Give the listing again, word for word, and let no picture into it.

┌──

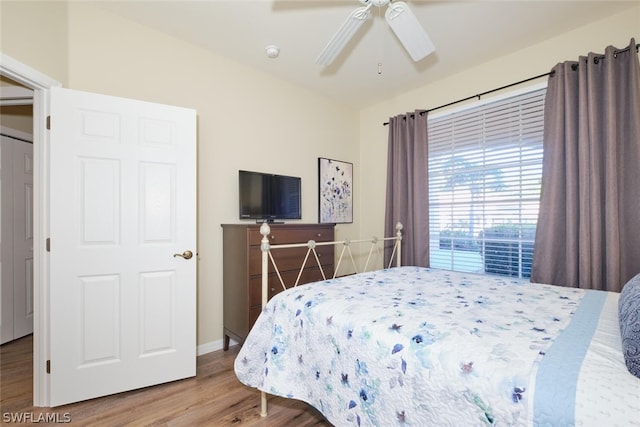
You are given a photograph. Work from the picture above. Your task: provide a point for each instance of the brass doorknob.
(185, 255)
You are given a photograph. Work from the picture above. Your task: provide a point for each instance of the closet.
(16, 237)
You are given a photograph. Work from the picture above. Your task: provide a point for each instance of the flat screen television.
(269, 197)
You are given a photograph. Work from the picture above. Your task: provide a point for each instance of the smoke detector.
(272, 51)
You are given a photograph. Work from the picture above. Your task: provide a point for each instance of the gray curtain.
(588, 232)
(408, 187)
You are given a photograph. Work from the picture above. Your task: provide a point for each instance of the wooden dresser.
(242, 268)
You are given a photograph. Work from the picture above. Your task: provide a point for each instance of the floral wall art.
(335, 179)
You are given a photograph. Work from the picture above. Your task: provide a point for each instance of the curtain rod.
(509, 85)
(483, 93)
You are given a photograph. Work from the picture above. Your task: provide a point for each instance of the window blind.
(485, 169)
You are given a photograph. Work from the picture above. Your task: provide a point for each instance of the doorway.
(39, 84)
(16, 232)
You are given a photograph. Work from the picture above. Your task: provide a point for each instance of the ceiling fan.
(400, 18)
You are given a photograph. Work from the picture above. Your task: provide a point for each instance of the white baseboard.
(212, 346)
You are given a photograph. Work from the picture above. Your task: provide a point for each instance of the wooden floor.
(214, 397)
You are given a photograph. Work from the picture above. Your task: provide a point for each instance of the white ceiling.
(465, 33)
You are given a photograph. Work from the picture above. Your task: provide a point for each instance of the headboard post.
(398, 242)
(264, 247)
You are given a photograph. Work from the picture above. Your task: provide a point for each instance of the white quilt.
(411, 346)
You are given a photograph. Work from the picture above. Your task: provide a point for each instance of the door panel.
(123, 203)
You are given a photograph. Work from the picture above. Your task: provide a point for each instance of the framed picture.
(335, 192)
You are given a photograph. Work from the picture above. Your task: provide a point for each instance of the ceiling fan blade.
(407, 28)
(344, 34)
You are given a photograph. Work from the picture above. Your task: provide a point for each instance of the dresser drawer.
(289, 258)
(283, 236)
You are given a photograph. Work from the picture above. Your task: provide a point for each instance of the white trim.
(483, 101)
(14, 133)
(40, 84)
(15, 95)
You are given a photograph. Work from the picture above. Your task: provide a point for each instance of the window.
(485, 168)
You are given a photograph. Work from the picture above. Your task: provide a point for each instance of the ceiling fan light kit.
(399, 17)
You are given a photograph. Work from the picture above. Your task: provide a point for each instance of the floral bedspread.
(409, 346)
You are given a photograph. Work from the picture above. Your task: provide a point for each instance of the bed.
(415, 346)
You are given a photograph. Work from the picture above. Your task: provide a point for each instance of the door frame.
(40, 84)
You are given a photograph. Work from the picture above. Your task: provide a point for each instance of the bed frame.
(374, 248)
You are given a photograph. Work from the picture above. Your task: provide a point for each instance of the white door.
(17, 239)
(123, 212)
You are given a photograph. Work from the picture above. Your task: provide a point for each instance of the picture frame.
(335, 191)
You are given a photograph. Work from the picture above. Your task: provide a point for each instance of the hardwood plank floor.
(214, 397)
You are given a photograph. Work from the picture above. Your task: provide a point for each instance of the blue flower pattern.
(406, 350)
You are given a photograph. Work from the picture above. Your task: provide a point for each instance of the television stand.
(268, 221)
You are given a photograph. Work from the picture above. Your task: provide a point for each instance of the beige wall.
(35, 33)
(246, 119)
(616, 30)
(250, 120)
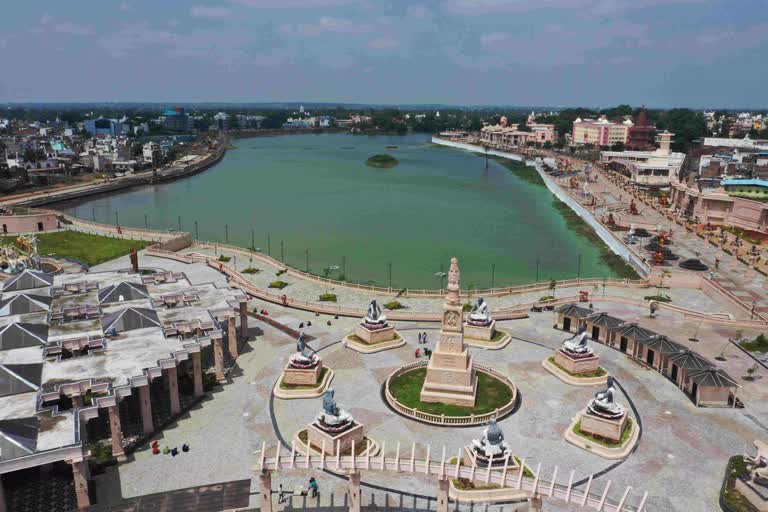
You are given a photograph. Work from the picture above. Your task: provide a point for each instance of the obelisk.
(451, 375)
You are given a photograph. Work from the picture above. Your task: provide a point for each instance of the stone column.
(218, 359)
(3, 508)
(173, 389)
(197, 374)
(81, 475)
(354, 492)
(265, 490)
(117, 432)
(442, 495)
(232, 336)
(244, 320)
(146, 410)
(536, 504)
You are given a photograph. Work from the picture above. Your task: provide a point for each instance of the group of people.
(425, 351)
(167, 450)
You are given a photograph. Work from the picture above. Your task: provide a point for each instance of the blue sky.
(694, 53)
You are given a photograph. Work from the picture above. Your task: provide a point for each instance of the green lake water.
(315, 193)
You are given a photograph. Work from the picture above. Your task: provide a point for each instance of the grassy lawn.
(600, 372)
(323, 373)
(601, 440)
(736, 467)
(491, 394)
(91, 249)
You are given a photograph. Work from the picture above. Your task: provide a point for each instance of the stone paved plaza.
(679, 459)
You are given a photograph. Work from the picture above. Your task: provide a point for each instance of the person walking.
(313, 487)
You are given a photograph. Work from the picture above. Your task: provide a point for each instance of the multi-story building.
(176, 119)
(600, 132)
(652, 169)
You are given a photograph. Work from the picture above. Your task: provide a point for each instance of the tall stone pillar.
(3, 507)
(117, 432)
(218, 359)
(81, 475)
(536, 504)
(354, 492)
(244, 320)
(442, 495)
(232, 336)
(173, 389)
(146, 410)
(197, 374)
(265, 490)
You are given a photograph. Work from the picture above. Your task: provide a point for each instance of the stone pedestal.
(343, 441)
(451, 377)
(375, 335)
(603, 427)
(480, 333)
(577, 366)
(301, 376)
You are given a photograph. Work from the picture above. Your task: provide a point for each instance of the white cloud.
(383, 43)
(326, 24)
(210, 12)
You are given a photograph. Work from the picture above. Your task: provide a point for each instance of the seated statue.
(480, 316)
(491, 444)
(333, 419)
(301, 359)
(374, 319)
(604, 404)
(576, 345)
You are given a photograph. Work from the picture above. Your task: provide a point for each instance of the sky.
(592, 53)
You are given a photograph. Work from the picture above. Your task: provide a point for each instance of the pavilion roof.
(714, 377)
(632, 330)
(573, 310)
(662, 344)
(689, 360)
(604, 320)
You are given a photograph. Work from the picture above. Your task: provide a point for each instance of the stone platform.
(341, 441)
(480, 333)
(577, 366)
(606, 452)
(372, 336)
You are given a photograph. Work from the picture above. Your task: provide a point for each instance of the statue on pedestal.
(374, 319)
(604, 403)
(333, 420)
(492, 444)
(480, 315)
(301, 359)
(576, 346)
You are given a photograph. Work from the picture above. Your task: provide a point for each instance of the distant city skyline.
(591, 53)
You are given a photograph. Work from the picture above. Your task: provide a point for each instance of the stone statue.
(333, 419)
(480, 315)
(301, 359)
(374, 319)
(578, 347)
(604, 403)
(492, 444)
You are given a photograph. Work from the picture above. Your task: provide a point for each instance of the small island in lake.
(382, 161)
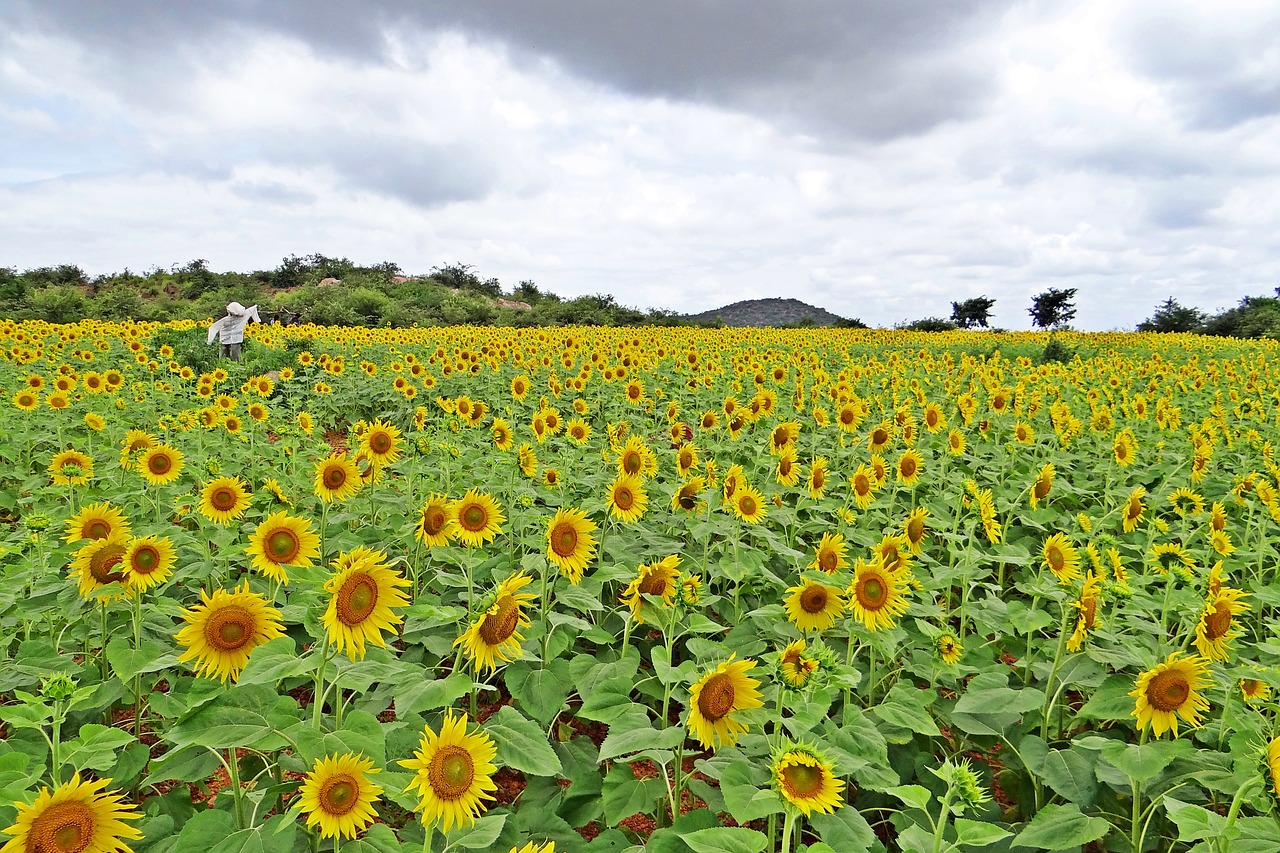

└──

RESPONSE BOX:
You are given a photograph. Work from the picture above. Your task: provide a point for each instance of the brass doorknob.
(185, 255)
You are given a photograph. Work from the picture above. Your task: provide a point for each instance of the closet.
(16, 237)
You are given a photograph. Work from the picture above. Your task: provide a point for each instance of the flat screen television.
(269, 197)
You are given a photograph. Work from the picture above. Your task: provide a point for each instance of the smoke detector.
(272, 51)
You are given a photograph. Work from the picture above. Your task: provide a point for each instance of the gray curtain.
(588, 232)
(408, 187)
You are given a photograph. Work from the picture above. Your task: provide a point for each instance of the wooden dresser.
(242, 268)
You are given a photograph. Work from the picture above. Your task: provide a point for each instance of the floral wall art.
(335, 179)
You are given a photograph. Work from the picture above. Your task: provide a point for each instance of the curtain rod.
(509, 85)
(483, 93)
You are given a photograph. Work from the picture above. Your task: provide a point for each instance of the window blind.
(485, 169)
You are given a photograph. Work from the picture above. Your task: provide a point for each instance of the doorway.
(39, 84)
(16, 232)
You are given a photograph. Work from the picture above. Your task: provide a point for each instance of the ceiling fan.
(400, 18)
You are given a photograph. Work from the picture above. Your task: provide a point for each instance of the white baseboard.
(212, 346)
You are given a photograph. Work from the picture above. Your task: provide a point for each instance of the wooden floor.
(214, 397)
You are given a photograph. Work from the picture above. Your task: provide a point for each instance of the white ceiling.
(465, 33)
You are given a photograph. Work from the picture above. Your task: provide a point for each instance of the headboard post.
(398, 242)
(264, 247)
You are given a photograph. Work from the picture above. Your task: provide a point for each instance of the white quilt.
(411, 346)
You are given a photograph. Work from the picture above. Your task: provide a point for each instance of the door panel.
(123, 203)
You are given a photograph. Work from the picture above. Your task: provide a point for each instance of the framed picture.
(335, 192)
You are given a photograph. Work from the picture above. Your task: provide a point for each instance of the ceiling fan blade.
(407, 28)
(344, 34)
You are given a photograph. Work from the picture above. Your task: provide a point for each instance of the dresser drawer.
(289, 258)
(283, 236)
You are given a photograph. Work from the picture above. Your task: provide a point for each instance of the white trim.
(483, 101)
(14, 133)
(40, 84)
(15, 95)
You are given a photograph. Work from the picture above. Your task: provide a point for each instance of the window.
(485, 168)
You are given a photograph. Work from the picture above. Your task: provide a point for each instance of the ceiling fan light kit.
(399, 17)
You are given a photograph. Work from the picture above. Your task: provide a point for each instance of the floral bedspread.
(409, 346)
You are given a photograph. Work from the picture above. Your task: provide a point for each instance of the bed.
(415, 346)
You are given a photograph. Work from the picture above. Your task: provide a point for each instance of the door frame.
(40, 84)
You are given a photograph. Work from the picture above. Your task: provide a point for each instance of the bed frame.
(374, 248)
You are given a photograph. Work from the picture above. Your task: provide a point for each instance of the white door.
(17, 239)
(123, 212)
You are given a photograph. Work from the picture above. Your task: provide a point for each instance of the picture frame.
(335, 191)
You are given a photograph. Work from the picture above. Your task: provide a point for each instance of the hardwood plank floor.
(214, 397)
You are given a photograph. Work from the picture above. Your task: provide a point for each instance of the blue flower pattern.
(406, 350)
You are given a photograph. Work from the picture above. Your task: provide a point for each instance of the television stand.
(268, 221)
You are given a photograph. Work from the picture above. Your task: provide a point for each instance of the beige wall.
(35, 33)
(246, 119)
(616, 30)
(250, 120)
You are given a photograph. Work from the picture above. Your task: provide a point for each instance of the obelisk.
(451, 375)
You are given a photograph. Work from the picture above. Your task: provide a point for each instance of the stone column.
(218, 359)
(3, 508)
(173, 389)
(197, 374)
(81, 475)
(354, 492)
(265, 490)
(117, 432)
(442, 495)
(232, 336)
(244, 320)
(146, 410)
(536, 504)
You are given a photograph. Work from the picture above. Your task: provide a point for each instance of the group of people.
(425, 351)
(167, 450)
You are given a photograph. Work from the picture above. Your task: provide a point for each instance of the blue sky.
(694, 53)
You are given a photograph. Work from the picture above. Your task: provide a point for each instance of the green lake water.
(315, 193)
You are given a photograph. Work from the picture above. Your task: provide a point for each instance of the grassy lawn.
(600, 372)
(323, 373)
(601, 440)
(736, 467)
(491, 394)
(91, 249)
You are given a photograph. Work from the picture above. Your task: provide a point for each instance of the stone paved plaza.
(679, 459)
You are given a photograph. Work from the picture above. Your task: provide a point for each instance of the person walking.
(313, 487)
You are given a photograph. Work from the picture above. Your task: provide a point for each instance of the multi-story building.
(176, 119)
(600, 132)
(652, 169)
You are given a photograph. Work from the picture above. Your task: provide a point for each instance of the tall stone pillar.
(3, 507)
(117, 432)
(218, 359)
(81, 475)
(536, 504)
(354, 492)
(244, 320)
(442, 495)
(232, 336)
(173, 389)
(146, 410)
(197, 374)
(265, 490)
You are given a photograph. Work from the picture above. Your task: provide a point for each instance of the stone pedestal.
(343, 441)
(451, 377)
(375, 335)
(603, 427)
(480, 333)
(577, 366)
(301, 376)
You are given a photograph. Work from the picture above. Your task: provide a point for each instance of the white cloud.
(383, 43)
(326, 24)
(210, 12)
You are given a photograph. Work from the picture above. Your task: provide a point for each instance of the seated statue.
(480, 316)
(491, 444)
(333, 419)
(301, 359)
(374, 319)
(604, 404)
(576, 345)
You are given a photograph. Work from the picture above. Your task: provide a point for each instance of the sky.
(592, 53)
You are given a photograph. Work from the picture above. Your task: provide a point for each instance of the pavilion roof.
(714, 377)
(632, 330)
(573, 310)
(662, 344)
(689, 360)
(604, 320)
You are given a photograph. Work from the picture above. Your task: provide a point for each instance of the stone platform.
(341, 441)
(480, 333)
(577, 366)
(606, 452)
(372, 336)
You are given a photograph. Work from the picture above. Your task: provide a point for each instance of the statue on pedestal.
(374, 319)
(604, 403)
(333, 420)
(492, 444)
(480, 315)
(301, 359)
(576, 346)
You are given a photograph. Work from the picture above. Your task: provide a point for each instance of the distant city skyline.
(591, 53)
You are given a photograph. Work from the picture above. Your task: provide a point for each instance of the stone statue.
(333, 419)
(480, 315)
(301, 359)
(374, 319)
(578, 347)
(604, 403)
(492, 444)
You are given a photograph. Work from the picture above. Your task: provide a point for each instance of the small island in lake.
(382, 161)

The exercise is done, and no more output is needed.